[Data items]
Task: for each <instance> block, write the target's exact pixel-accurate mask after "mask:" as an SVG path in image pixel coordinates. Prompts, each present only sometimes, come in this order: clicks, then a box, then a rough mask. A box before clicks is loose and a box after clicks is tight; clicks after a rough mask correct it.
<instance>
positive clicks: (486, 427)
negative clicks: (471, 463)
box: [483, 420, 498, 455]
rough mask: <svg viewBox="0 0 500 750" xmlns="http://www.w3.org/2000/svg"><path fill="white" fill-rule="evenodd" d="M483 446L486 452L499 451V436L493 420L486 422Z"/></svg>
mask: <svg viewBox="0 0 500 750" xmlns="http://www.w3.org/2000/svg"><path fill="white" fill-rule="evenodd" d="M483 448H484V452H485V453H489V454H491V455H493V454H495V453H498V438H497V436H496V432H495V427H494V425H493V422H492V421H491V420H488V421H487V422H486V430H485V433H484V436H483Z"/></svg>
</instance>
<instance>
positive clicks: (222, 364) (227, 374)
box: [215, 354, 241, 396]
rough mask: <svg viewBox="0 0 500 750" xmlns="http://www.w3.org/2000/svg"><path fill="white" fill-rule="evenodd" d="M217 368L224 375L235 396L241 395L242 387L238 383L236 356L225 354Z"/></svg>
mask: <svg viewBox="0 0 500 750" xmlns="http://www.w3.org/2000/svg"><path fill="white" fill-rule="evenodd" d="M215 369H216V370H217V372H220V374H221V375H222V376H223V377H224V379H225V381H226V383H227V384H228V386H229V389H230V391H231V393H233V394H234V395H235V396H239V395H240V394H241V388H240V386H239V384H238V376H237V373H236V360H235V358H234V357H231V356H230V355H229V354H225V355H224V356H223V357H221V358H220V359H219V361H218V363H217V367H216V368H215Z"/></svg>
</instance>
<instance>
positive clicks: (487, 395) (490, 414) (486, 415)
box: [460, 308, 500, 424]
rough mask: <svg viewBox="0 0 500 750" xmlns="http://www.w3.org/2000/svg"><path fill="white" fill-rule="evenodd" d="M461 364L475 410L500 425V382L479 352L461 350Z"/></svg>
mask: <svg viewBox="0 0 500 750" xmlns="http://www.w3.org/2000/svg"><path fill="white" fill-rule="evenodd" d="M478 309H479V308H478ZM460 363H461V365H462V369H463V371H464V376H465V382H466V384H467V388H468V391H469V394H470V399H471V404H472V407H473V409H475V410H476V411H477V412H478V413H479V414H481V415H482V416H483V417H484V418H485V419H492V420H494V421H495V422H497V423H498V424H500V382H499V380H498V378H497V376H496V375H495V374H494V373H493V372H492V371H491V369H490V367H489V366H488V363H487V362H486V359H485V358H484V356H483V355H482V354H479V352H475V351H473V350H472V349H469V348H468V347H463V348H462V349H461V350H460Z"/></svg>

## Problem:
Report the number of lines above that contain the word "clicks", and only that number.

## The completed task:
5